Provided data:
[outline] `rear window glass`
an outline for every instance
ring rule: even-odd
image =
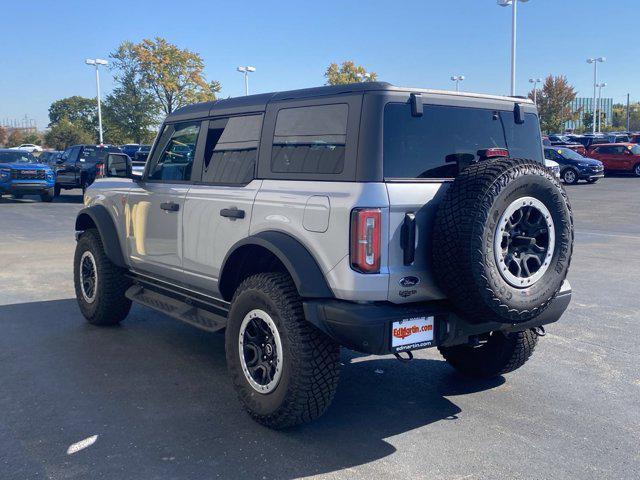
[[[271,150],[271,171],[342,173],[348,114],[347,104],[280,110]]]
[[[478,151],[506,148],[511,157],[543,163],[538,117],[517,124],[511,111],[425,105],[422,117],[408,104],[384,112],[385,178],[453,178],[479,160]]]
[[[84,147],[80,158],[85,162],[97,163],[104,162],[109,152],[117,152],[115,148],[100,148],[100,147]]]

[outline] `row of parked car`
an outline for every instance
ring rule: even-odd
[[[549,135],[543,138],[545,158],[560,165],[567,184],[595,183],[607,173],[640,177],[640,133]]]
[[[110,153],[126,154],[134,172],[141,173],[150,145],[73,145],[65,151],[0,149],[0,197],[39,195],[50,202],[62,190],[81,188],[83,193],[104,170]],[[39,153],[38,156],[36,156]]]

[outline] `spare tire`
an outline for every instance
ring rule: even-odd
[[[567,276],[573,217],[542,164],[502,158],[464,169],[435,218],[433,267],[454,310],[471,323],[539,315]]]

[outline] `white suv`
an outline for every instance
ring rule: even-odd
[[[172,113],[142,177],[110,154],[76,220],[89,322],[131,302],[226,328],[246,410],[329,406],[344,346],[437,346],[470,376],[524,364],[571,298],[573,220],[519,98],[363,83]]]

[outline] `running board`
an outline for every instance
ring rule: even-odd
[[[152,308],[208,332],[216,332],[227,326],[226,316],[202,308],[204,305],[201,301],[194,301],[189,297],[178,299],[140,285],[129,287],[125,295],[132,302]]]

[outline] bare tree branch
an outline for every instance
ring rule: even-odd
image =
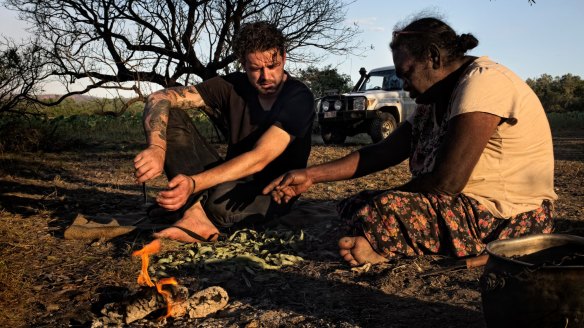
[[[0,41],[0,113],[30,112],[30,99],[39,92],[45,71],[42,48],[36,41],[27,45],[12,40]]]
[[[229,71],[231,41],[242,24],[276,23],[289,38],[289,60],[313,63],[317,49],[352,54],[355,26],[344,25],[347,3],[334,0],[5,0],[39,37],[50,76],[82,91],[132,81],[162,87]],[[311,51],[312,50],[312,51]],[[59,99],[61,100],[61,99]],[[59,101],[58,100],[58,101]]]

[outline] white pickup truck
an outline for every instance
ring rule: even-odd
[[[415,108],[393,66],[361,77],[350,93],[329,94],[316,101],[317,120],[325,144],[342,144],[347,136],[367,133],[373,142],[387,137]]]

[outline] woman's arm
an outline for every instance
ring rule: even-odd
[[[434,170],[397,189],[449,195],[460,193],[501,120],[499,116],[483,112],[453,117],[438,150]]]
[[[345,157],[287,172],[267,185],[263,193],[271,192],[278,203],[288,202],[315,183],[358,178],[397,165],[409,155],[410,138],[411,125],[404,123],[386,139]]]

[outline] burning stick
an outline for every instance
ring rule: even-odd
[[[171,316],[188,317],[190,319],[204,318],[213,314],[225,306],[229,301],[227,292],[218,286],[211,286],[200,290],[189,296],[189,291],[186,287],[180,285],[167,285],[170,288],[168,293],[172,300]],[[168,306],[168,303],[162,299],[154,289],[147,289],[141,291],[138,295],[133,297],[123,309],[118,311],[123,312],[123,320],[126,324],[140,320],[148,316],[150,313]],[[115,314],[109,314],[115,317]],[[165,318],[164,316],[161,318]]]
[[[148,274],[150,254],[156,254],[160,252],[161,248],[160,239],[154,239],[151,243],[147,244],[142,249],[133,252],[132,255],[140,256],[142,258],[142,269],[138,275],[138,284],[141,286],[146,285],[148,287],[156,286],[156,290],[160,295],[162,295],[164,301],[166,302],[166,315],[161,318],[163,319],[172,316],[172,294],[166,290],[163,290],[162,287],[164,285],[178,285],[178,281],[176,281],[174,278],[165,278],[156,282],[156,284],[152,283],[150,275]]]
[[[172,299],[172,304],[180,304],[188,299],[189,292],[186,287],[177,285],[168,285],[168,290],[164,292],[170,295]],[[118,313],[121,314],[123,320],[126,324],[132,323],[134,321],[140,320],[154,311],[163,309],[166,306],[167,314],[169,302],[165,299],[157,289],[148,288],[141,289],[138,293],[134,294],[128,300],[128,303],[117,309]],[[110,315],[110,313],[105,313]],[[160,319],[167,318],[167,316],[162,316]]]
[[[158,291],[158,294],[162,295],[162,297],[164,297],[164,301],[166,302],[166,315],[164,316],[164,318],[168,318],[172,316],[173,300],[172,293],[162,289],[164,285],[178,285],[178,281],[176,281],[174,277],[171,277],[160,279],[160,281],[156,283],[156,290]]]
[[[142,249],[137,250],[132,253],[133,256],[140,256],[142,258],[142,269],[138,275],[138,284],[141,286],[154,287],[166,302],[166,315],[163,318],[168,318],[172,316],[172,294],[169,291],[162,289],[165,285],[178,285],[178,281],[175,278],[165,278],[157,281],[156,284],[152,283],[150,275],[148,274],[148,264],[150,262],[150,254],[156,254],[160,252],[162,246],[160,239],[154,239],[151,243],[144,246]],[[162,318],[161,318],[162,319]]]

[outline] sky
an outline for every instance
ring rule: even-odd
[[[339,24],[359,26],[364,54],[329,56],[323,64],[353,82],[360,67],[393,65],[388,46],[393,27],[423,10],[440,14],[459,34],[473,34],[479,45],[470,55],[489,56],[523,79],[568,73],[584,77],[584,0],[536,0],[534,5],[527,0],[357,0]],[[16,13],[0,7],[0,34],[18,39],[25,33]]]
[[[433,10],[458,33],[471,33],[478,47],[469,54],[489,56],[523,79],[567,73],[584,77],[584,0],[359,0],[347,18],[374,46],[363,57],[329,58],[328,63],[357,81],[359,68],[393,65],[389,42],[398,22]]]

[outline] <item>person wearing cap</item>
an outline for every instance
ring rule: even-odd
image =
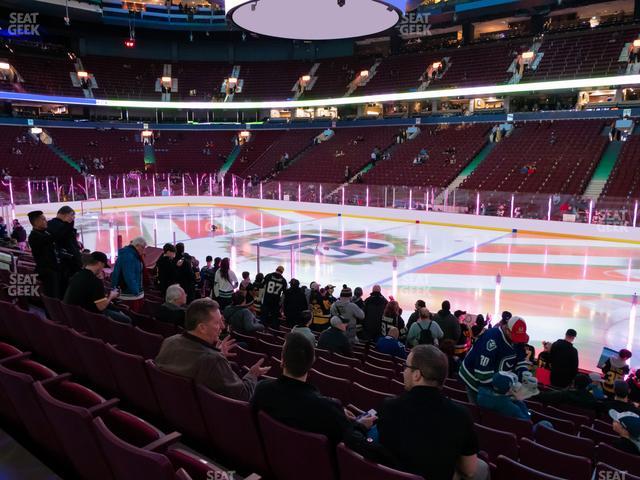
[[[633,412],[640,415],[640,410],[629,400],[629,385],[624,380],[616,380],[613,384],[613,399],[604,402],[604,411]]]
[[[251,335],[253,332],[264,330],[264,325],[258,321],[249,308],[246,294],[242,290],[233,293],[231,305],[224,309],[222,315],[234,332]]]
[[[460,366],[460,379],[467,387],[471,403],[476,403],[478,388],[491,384],[499,371],[514,372],[518,379],[527,371],[524,344],[529,342],[523,318],[503,313],[502,321],[478,338]]]
[[[66,291],[71,277],[82,269],[82,256],[74,227],[76,212],[69,205],[60,207],[54,218],[47,222],[47,231],[53,236],[60,261],[61,289]]]
[[[302,312],[309,309],[307,297],[300,288],[300,281],[292,278],[289,281],[289,288],[284,292],[282,310],[284,312],[285,323],[288,327],[298,325]]]
[[[478,389],[478,406],[504,417],[530,420],[529,409],[522,400],[513,398],[519,386],[518,377],[511,372],[497,372],[490,385]]]
[[[413,305],[413,312],[409,315],[409,320],[407,320],[407,332],[411,331],[411,325],[418,321],[420,318],[420,309],[425,308],[427,304],[424,300],[416,300],[416,303]]]
[[[165,301],[156,312],[156,320],[170,323],[177,327],[184,328],[184,317],[186,314],[187,293],[178,284],[169,285],[164,296]]]
[[[342,317],[348,321],[347,338],[351,344],[358,341],[356,337],[357,325],[364,320],[364,312],[355,303],[351,302],[352,292],[346,285],[340,291],[340,298],[331,305],[331,316]]]
[[[53,235],[47,231],[47,217],[41,210],[28,213],[31,233],[29,248],[36,263],[38,280],[42,284],[42,293],[51,298],[62,298],[58,255]]]
[[[318,348],[339,353],[345,357],[353,356],[353,349],[346,334],[348,324],[349,322],[347,320],[340,317],[331,317],[331,327],[320,334],[320,338],[318,338]]]
[[[570,328],[564,339],[560,338],[551,345],[549,369],[551,385],[555,388],[567,388],[578,374],[578,350],[573,346],[576,336],[576,331]]]
[[[629,374],[630,368],[627,361],[630,358],[631,352],[623,348],[617,355],[607,358],[607,361],[602,366],[602,373],[604,373],[602,388],[609,397],[614,394],[613,386],[616,380],[624,380],[625,375]]]
[[[635,372],[631,372],[631,375],[627,378],[627,385],[629,385],[629,399],[632,402],[640,402],[640,368]]]
[[[602,376],[597,372],[591,372],[589,374],[589,379],[591,380],[591,383],[587,387],[587,390],[591,395],[593,395],[593,398],[596,400],[606,399],[607,396],[604,394],[604,390],[602,389],[602,382],[604,382]]]
[[[455,315],[451,313],[449,300],[442,302],[442,308],[434,315],[433,320],[444,332],[443,340],[449,339],[456,343],[458,342],[460,339],[460,322]]]
[[[610,410],[609,416],[613,420],[613,431],[620,435],[611,446],[625,453],[640,455],[640,416],[616,410]]]
[[[136,237],[118,250],[118,258],[111,273],[111,285],[120,288],[120,301],[131,310],[140,312],[144,305],[143,271],[147,241]]]
[[[275,272],[264,277],[264,296],[262,297],[262,322],[271,328],[280,326],[280,305],[282,294],[287,289],[287,281],[282,274],[284,267],[279,265]]]
[[[364,320],[362,321],[362,340],[375,340],[382,330],[382,316],[388,300],[382,295],[380,285],[374,285],[364,301]]]
[[[178,267],[173,261],[175,256],[176,247],[171,243],[165,243],[162,247],[162,256],[156,261],[158,288],[160,288],[162,298],[166,296],[169,285],[178,283]]]
[[[123,323],[131,323],[131,319],[124,313],[109,308],[111,302],[118,298],[117,289],[104,293],[102,283],[103,270],[110,268],[109,259],[102,252],[93,252],[85,257],[85,265],[69,281],[63,302],[77,305],[92,313],[104,313],[109,318]]]

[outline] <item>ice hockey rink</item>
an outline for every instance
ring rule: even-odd
[[[238,277],[284,265],[287,280],[338,292],[347,284],[366,296],[380,284],[405,320],[417,299],[432,311],[445,299],[469,313],[509,310],[527,320],[537,351],[575,328],[581,367],[594,369],[603,345],[630,348],[640,366],[637,244],[251,208],[137,207],[87,213],[77,228],[87,248],[112,258],[119,235],[125,245],[143,235],[159,247],[183,242],[201,265],[228,256]]]

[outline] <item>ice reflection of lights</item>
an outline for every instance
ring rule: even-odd
[[[394,258],[392,263],[393,271],[391,273],[391,294],[398,296],[398,259]]]
[[[629,310],[629,334],[627,335],[627,350],[633,347],[633,338],[636,332],[636,313],[638,309],[638,295],[633,294],[631,309]]]
[[[498,273],[496,275],[496,291],[493,300],[493,318],[498,319],[500,317],[500,292],[502,291],[502,275]]]

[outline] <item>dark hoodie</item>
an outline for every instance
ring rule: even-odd
[[[229,305],[224,309],[223,315],[235,332],[253,333],[264,330],[264,325],[256,320],[248,305]]]
[[[308,309],[307,296],[300,287],[293,286],[285,290],[283,310],[289,327],[297,325],[301,319],[301,313]]]
[[[82,268],[82,256],[76,238],[76,229],[73,223],[63,222],[56,217],[47,223],[47,231],[55,242],[63,273],[70,277]]]
[[[453,340],[458,343],[462,331],[460,322],[458,322],[455,315],[451,313],[451,310],[440,310],[433,320],[440,326],[444,333],[441,341]]]
[[[364,301],[363,340],[375,340],[382,330],[382,315],[388,300],[380,292],[371,292]]]

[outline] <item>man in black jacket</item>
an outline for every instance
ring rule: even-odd
[[[289,280],[289,288],[284,292],[282,310],[288,327],[295,327],[302,318],[302,312],[309,309],[307,296],[300,288],[297,278]]]
[[[320,334],[318,348],[351,357],[353,349],[346,334],[349,321],[340,317],[331,317],[330,324],[331,327]]]
[[[553,342],[549,351],[551,385],[566,388],[578,374],[578,350],[573,346],[577,333],[573,328],[567,330],[564,339]]]
[[[67,289],[69,280],[82,269],[82,253],[73,224],[76,212],[68,205],[60,207],[56,218],[49,220],[47,230],[53,236],[60,260],[61,291]]]
[[[442,309],[435,315],[433,320],[438,324],[444,333],[442,341],[453,340],[458,343],[460,339],[461,327],[458,319],[451,313],[449,300],[442,302]]]
[[[380,285],[374,285],[371,294],[364,301],[364,320],[362,321],[363,340],[375,340],[382,330],[382,315],[387,306],[386,298],[382,295]]]
[[[29,247],[36,262],[36,273],[42,282],[42,293],[52,298],[62,298],[58,257],[53,236],[47,231],[47,218],[40,210],[29,212],[33,227],[29,234]]]
[[[334,447],[344,441],[359,449],[366,444],[367,430],[376,418],[365,416],[355,421],[337,401],[323,397],[307,382],[314,361],[309,339],[289,333],[282,349],[282,376],[258,383],[251,399],[253,410],[263,411],[289,427],[325,435]]]
[[[169,285],[178,283],[178,268],[173,261],[175,256],[176,247],[170,243],[165,243],[162,247],[162,256],[156,262],[158,287],[160,288],[160,295],[162,295],[162,298],[166,296]]]

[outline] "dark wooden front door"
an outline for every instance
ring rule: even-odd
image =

What to produce:
For the word "item", count the lines of the records that contain it and give only the number.

Exercise answer:
5